**Short problem**
Substitute "steel railing" for "metal railing" throughout the records below, leaving everything else unchanged. Reproduce the records without the pictures.

**Excerpted records**
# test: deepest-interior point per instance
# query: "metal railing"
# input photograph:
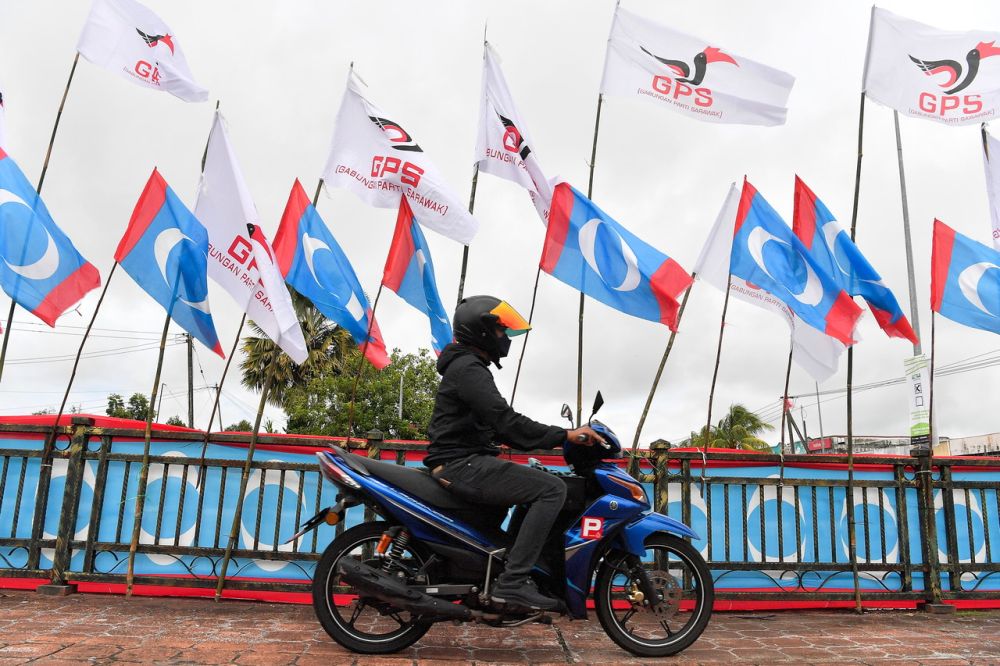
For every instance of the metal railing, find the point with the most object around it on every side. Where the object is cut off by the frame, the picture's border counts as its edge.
(773, 527)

**Exercise answer**
# test: deepest-interior point per instance
# query: "steel railing"
# input photograph:
For every instance of the steel railing, find the point with the most object around it on every side. Where the object is cut off by the frame, the picture's border counts as its edge.
(773, 527)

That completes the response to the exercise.